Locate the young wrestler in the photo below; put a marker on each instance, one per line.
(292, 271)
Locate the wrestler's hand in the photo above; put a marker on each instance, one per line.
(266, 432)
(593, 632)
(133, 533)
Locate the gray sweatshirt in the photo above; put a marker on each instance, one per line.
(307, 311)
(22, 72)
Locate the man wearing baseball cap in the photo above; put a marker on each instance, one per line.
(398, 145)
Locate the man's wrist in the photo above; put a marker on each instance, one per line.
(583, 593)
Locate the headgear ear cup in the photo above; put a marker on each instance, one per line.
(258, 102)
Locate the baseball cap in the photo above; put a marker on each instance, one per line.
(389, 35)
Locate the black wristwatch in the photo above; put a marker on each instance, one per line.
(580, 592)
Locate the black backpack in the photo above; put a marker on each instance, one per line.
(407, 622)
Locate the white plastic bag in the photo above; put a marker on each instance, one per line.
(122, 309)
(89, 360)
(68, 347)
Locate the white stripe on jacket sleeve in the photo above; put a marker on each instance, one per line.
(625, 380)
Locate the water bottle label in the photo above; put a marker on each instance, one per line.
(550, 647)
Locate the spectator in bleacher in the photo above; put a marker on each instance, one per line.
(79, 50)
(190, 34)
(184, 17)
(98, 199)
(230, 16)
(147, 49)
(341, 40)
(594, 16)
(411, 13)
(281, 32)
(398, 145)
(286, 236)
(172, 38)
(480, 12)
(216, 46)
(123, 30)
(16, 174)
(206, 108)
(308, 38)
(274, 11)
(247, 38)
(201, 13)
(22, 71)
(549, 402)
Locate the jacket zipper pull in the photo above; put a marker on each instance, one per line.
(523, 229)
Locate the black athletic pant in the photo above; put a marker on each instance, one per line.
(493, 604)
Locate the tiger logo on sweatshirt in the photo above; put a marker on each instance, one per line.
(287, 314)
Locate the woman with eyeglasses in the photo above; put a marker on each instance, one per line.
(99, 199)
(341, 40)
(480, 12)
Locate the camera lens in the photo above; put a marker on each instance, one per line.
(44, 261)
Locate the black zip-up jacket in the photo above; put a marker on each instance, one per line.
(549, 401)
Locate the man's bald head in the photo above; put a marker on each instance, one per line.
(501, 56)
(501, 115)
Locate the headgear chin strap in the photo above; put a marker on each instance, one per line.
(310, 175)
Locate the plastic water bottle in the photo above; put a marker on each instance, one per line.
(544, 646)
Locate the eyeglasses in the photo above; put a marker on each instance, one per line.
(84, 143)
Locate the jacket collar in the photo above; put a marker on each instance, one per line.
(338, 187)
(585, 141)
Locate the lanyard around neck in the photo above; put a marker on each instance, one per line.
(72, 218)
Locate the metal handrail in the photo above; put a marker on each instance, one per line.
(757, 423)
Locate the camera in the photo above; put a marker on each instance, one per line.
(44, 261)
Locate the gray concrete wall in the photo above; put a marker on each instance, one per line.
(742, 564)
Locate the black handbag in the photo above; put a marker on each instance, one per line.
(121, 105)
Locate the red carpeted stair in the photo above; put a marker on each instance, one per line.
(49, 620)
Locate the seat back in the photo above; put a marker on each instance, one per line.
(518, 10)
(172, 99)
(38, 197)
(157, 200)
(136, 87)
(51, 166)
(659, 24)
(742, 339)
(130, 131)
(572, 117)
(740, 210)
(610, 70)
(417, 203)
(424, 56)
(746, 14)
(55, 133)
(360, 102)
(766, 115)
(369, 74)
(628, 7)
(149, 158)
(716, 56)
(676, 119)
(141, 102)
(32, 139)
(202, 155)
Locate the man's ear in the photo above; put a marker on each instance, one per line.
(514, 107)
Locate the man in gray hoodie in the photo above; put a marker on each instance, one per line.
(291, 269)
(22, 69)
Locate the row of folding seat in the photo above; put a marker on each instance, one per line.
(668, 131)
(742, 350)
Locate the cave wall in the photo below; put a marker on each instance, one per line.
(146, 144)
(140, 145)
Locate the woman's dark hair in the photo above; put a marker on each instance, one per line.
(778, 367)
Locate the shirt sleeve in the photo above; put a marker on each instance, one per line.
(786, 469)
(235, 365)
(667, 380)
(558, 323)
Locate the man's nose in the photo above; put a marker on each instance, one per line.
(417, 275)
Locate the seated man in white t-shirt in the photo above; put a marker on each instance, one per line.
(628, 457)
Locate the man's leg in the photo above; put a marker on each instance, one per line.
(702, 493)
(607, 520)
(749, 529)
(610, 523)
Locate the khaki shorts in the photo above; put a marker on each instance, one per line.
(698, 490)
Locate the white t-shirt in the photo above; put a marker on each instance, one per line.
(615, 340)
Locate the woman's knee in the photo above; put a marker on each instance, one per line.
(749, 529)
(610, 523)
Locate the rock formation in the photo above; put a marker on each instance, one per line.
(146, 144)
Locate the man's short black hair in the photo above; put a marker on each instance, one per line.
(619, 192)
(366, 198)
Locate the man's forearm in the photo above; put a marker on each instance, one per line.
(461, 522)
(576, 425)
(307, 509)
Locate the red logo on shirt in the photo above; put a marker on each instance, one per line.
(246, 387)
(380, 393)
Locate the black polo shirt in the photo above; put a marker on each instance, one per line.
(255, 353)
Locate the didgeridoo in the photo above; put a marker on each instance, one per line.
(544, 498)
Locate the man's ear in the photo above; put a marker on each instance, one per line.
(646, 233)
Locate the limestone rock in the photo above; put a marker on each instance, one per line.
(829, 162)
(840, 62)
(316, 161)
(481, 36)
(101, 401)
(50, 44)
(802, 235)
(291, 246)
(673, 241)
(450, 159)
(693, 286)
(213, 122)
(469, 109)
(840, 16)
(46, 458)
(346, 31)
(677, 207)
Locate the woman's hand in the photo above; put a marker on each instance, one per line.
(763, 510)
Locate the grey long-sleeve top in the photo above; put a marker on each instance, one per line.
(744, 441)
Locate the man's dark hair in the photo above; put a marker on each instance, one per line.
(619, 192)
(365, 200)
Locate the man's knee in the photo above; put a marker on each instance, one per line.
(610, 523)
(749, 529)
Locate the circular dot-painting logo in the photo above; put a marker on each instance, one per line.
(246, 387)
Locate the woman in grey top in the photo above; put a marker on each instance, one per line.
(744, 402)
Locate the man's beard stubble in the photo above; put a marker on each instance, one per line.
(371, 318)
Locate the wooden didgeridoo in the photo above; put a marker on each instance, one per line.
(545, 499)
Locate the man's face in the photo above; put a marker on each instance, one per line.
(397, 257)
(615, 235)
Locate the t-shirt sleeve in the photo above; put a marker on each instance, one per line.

- - - - - - -

■ Required task: Exactly reproduce the lines from the one containing "Locate the man's knee" through the end of the records, and only those lines.

■ Result:
Locate the man's knee in the photo above; put a marker on each instance, one per line.
(610, 523)
(749, 529)
Locate the circular dot-painting logo in the photo above; put a marker on each instance, one per line.
(246, 387)
Locate the woman in grey top in the photo above; put a marker on each instance, one per line.
(744, 402)
Locate the man's beard stubble in the photo above; put a marker on each instance, one per line.
(371, 318)
Locate the wooden didgeridoo in the photo above; put a marker on each instance, one per line.
(545, 499)
Locate the man's face in the photo above; put a marker on each instance, one per line.
(397, 257)
(615, 235)
Locate the t-shirt sleeve in the photo above; put a marker on each instance, one per line.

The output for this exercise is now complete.